### PROBLEM
Copy out every one of the records below word for word, but leave out the pictures.

[Detection annotation records]

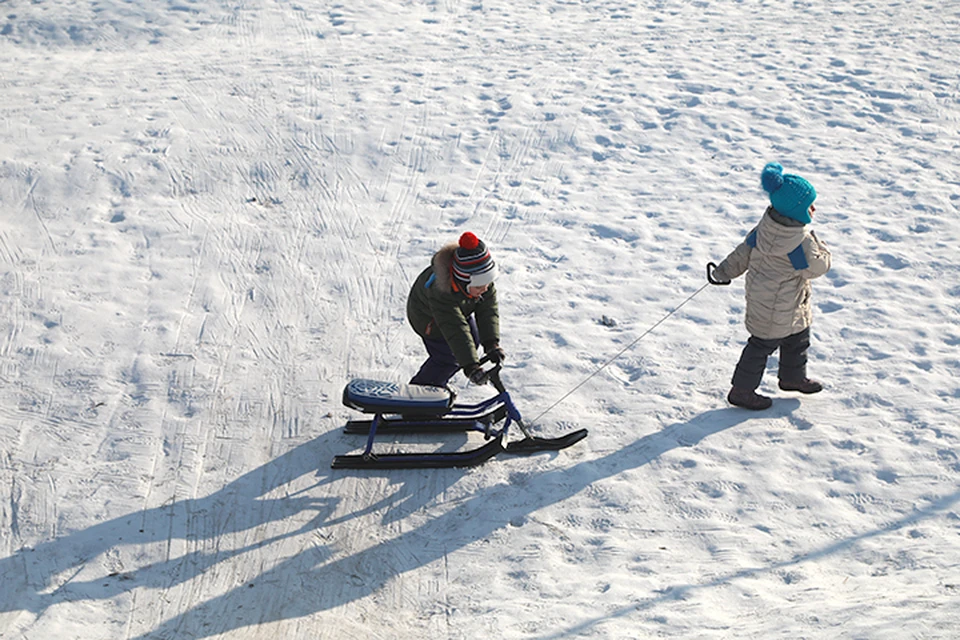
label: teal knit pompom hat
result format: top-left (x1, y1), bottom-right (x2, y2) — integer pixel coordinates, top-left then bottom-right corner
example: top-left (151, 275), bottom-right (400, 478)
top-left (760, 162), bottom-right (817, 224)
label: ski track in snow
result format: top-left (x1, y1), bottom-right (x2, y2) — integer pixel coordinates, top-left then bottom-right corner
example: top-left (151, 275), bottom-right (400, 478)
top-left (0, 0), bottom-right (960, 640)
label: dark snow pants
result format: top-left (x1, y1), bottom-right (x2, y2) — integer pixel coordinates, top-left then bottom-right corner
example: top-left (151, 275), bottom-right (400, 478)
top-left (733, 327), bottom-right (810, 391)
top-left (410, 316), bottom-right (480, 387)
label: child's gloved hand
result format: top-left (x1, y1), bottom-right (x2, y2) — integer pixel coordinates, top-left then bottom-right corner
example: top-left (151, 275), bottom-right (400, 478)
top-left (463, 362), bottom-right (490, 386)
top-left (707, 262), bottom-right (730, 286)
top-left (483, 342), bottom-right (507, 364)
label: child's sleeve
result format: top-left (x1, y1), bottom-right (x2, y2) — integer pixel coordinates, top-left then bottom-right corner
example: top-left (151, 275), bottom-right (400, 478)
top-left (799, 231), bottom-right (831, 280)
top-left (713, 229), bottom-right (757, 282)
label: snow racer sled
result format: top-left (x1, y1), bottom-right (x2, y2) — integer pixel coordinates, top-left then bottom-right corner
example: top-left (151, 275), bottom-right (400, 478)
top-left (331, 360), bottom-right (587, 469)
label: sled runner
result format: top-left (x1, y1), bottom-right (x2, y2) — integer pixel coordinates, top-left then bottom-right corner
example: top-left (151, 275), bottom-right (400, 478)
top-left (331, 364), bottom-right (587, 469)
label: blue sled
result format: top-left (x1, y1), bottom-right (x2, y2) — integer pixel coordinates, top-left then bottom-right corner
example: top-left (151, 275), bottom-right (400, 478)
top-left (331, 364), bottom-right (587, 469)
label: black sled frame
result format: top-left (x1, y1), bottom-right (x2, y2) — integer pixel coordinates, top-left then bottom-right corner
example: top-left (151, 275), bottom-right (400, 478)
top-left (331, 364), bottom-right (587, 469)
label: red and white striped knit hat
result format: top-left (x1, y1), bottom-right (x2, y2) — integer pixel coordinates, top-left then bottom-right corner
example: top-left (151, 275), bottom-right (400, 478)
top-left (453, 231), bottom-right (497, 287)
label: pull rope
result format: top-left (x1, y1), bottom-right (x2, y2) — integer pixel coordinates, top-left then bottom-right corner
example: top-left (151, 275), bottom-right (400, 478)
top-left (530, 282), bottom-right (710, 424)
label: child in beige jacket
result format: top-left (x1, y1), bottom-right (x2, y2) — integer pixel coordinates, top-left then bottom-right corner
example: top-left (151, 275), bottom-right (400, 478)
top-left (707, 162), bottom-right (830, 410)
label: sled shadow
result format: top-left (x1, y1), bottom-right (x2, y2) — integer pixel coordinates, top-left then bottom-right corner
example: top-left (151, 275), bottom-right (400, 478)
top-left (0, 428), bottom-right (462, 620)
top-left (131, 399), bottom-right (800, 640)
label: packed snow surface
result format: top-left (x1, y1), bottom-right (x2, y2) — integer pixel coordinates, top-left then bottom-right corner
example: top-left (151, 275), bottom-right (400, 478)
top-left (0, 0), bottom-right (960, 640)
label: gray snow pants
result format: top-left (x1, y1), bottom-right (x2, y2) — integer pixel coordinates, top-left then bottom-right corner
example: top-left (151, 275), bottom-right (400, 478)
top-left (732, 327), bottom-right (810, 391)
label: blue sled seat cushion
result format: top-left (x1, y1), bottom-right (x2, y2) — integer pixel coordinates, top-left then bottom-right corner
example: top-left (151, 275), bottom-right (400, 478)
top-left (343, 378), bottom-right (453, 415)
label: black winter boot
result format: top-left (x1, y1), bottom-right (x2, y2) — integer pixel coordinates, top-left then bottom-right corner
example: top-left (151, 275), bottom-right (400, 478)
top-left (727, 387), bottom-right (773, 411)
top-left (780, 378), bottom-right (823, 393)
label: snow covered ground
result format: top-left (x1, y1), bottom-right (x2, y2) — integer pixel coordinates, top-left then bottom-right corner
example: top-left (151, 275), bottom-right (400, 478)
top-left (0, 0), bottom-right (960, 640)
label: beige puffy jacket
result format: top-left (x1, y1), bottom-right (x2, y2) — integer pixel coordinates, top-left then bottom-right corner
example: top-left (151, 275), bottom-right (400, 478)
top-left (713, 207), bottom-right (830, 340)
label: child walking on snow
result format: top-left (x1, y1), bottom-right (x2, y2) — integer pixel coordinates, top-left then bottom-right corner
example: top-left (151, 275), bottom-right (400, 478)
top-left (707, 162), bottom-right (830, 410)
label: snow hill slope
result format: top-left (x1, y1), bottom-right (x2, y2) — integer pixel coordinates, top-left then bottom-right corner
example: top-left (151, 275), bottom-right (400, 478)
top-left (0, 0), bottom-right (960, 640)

### THE SOLUTION
label: teal knit pompom hat
result format: top-left (x1, y1), bottom-right (x2, y2) — integer pixel coordinates, top-left then bottom-right corner
example: top-left (151, 275), bottom-right (400, 478)
top-left (760, 162), bottom-right (817, 224)
label: ski track in snow
result format: top-left (x1, y1), bottom-right (x2, y2) — integer pixel coordinates, top-left then bottom-right corner
example: top-left (151, 275), bottom-right (400, 478)
top-left (0, 0), bottom-right (960, 640)
label: dark snow pants
result format: top-left (x1, y1), bottom-right (x2, y2) — integer pixel coordinates, top-left then bottom-right corner
example: top-left (151, 275), bottom-right (400, 478)
top-left (733, 327), bottom-right (810, 391)
top-left (410, 316), bottom-right (480, 387)
label: child's gloved hand
result format: top-left (x1, y1), bottom-right (x2, y2) — integer pixel coordinates, top-left then bottom-right corner
example: top-left (151, 275), bottom-right (400, 478)
top-left (463, 362), bottom-right (490, 386)
top-left (707, 262), bottom-right (730, 286)
top-left (483, 342), bottom-right (507, 364)
label: child's sleeve
result format: top-left (x1, y1), bottom-right (x2, y2) — integer pixel coordinates, top-left then bottom-right corner
example: top-left (151, 275), bottom-right (400, 478)
top-left (799, 231), bottom-right (831, 280)
top-left (713, 229), bottom-right (757, 282)
label: snow racer sled
result format: top-left (x1, y1), bottom-right (x2, y2) — integer pixel coordinates, top-left then bottom-right corner
example: top-left (151, 275), bottom-right (400, 478)
top-left (331, 360), bottom-right (587, 469)
label: sled runner
result format: top-left (x1, y1), bottom-right (x2, y2) — integer pixel coordinates, top-left then bottom-right corner
example: top-left (151, 275), bottom-right (400, 478)
top-left (331, 364), bottom-right (587, 469)
label: blue sled
result format: top-left (x1, y1), bottom-right (x2, y2) — integer pixel coordinates, top-left then bottom-right corner
example: top-left (151, 275), bottom-right (400, 478)
top-left (331, 364), bottom-right (587, 469)
label: black sled frame
result format: top-left (x1, y1), bottom-right (x2, y2) — integer pixel coordinates, top-left then bottom-right corner
example: top-left (151, 275), bottom-right (400, 478)
top-left (331, 364), bottom-right (587, 469)
label: red and white striped knit hat
result format: top-left (x1, y1), bottom-right (x2, y2) — integer pixel coordinates, top-left then bottom-right corner
example: top-left (151, 275), bottom-right (400, 478)
top-left (453, 231), bottom-right (497, 287)
label: pull rope
result format: top-left (x1, y1), bottom-right (x2, y2) — integer pixel coordinates, top-left then bottom-right corner
example: top-left (151, 275), bottom-right (400, 478)
top-left (530, 282), bottom-right (710, 424)
label: child in beige jacket
result format: top-left (x1, y1), bottom-right (x2, y2) — integer pixel coordinates, top-left then bottom-right corner
example: top-left (151, 275), bottom-right (400, 478)
top-left (707, 162), bottom-right (830, 410)
label: sled shadow
result format: top-left (x1, y1), bottom-right (x2, y2) — integer pixel coordinates, top-left then bottom-right corner
example: top-left (151, 275), bottom-right (400, 478)
top-left (0, 428), bottom-right (462, 620)
top-left (131, 399), bottom-right (800, 640)
label: packed snow surface
result format: top-left (x1, y1), bottom-right (x2, y2) — integer pixel coordinates, top-left then bottom-right corner
example: top-left (151, 275), bottom-right (400, 478)
top-left (0, 0), bottom-right (960, 640)
label: gray snow pants
result format: top-left (x1, y1), bottom-right (x2, y2) — integer pixel coordinates, top-left then bottom-right corner
example: top-left (151, 275), bottom-right (400, 478)
top-left (732, 327), bottom-right (810, 391)
label: blue sled seat cushion
result format: top-left (x1, y1), bottom-right (x2, y2) — integer pixel coordinates, top-left then bottom-right corner
example: top-left (151, 275), bottom-right (400, 478)
top-left (343, 378), bottom-right (453, 415)
label: black winter boot
result format: top-left (x1, y1), bottom-right (x2, y2) — integer pixel coordinates, top-left then bottom-right corner
example: top-left (151, 275), bottom-right (400, 478)
top-left (727, 387), bottom-right (773, 411)
top-left (780, 378), bottom-right (823, 393)
label: snow covered ground
result format: top-left (x1, y1), bottom-right (x2, y2) — integer pixel coordinates, top-left then bottom-right corner
example: top-left (151, 275), bottom-right (400, 478)
top-left (0, 0), bottom-right (960, 640)
label: beige puffy jacket
result format: top-left (x1, y1), bottom-right (x2, y2) — integer pixel coordinates, top-left then bottom-right corner
example: top-left (151, 275), bottom-right (400, 478)
top-left (713, 207), bottom-right (830, 340)
label: child walking on snow
result format: top-left (x1, y1), bottom-right (x2, y2) — integer pixel coordinates, top-left then bottom-right corner
example: top-left (151, 275), bottom-right (400, 478)
top-left (707, 162), bottom-right (830, 410)
label: snow hill slope
result format: top-left (x1, y1), bottom-right (x2, y2) — integer pixel coordinates, top-left then bottom-right corner
example: top-left (151, 275), bottom-right (400, 478)
top-left (0, 0), bottom-right (960, 640)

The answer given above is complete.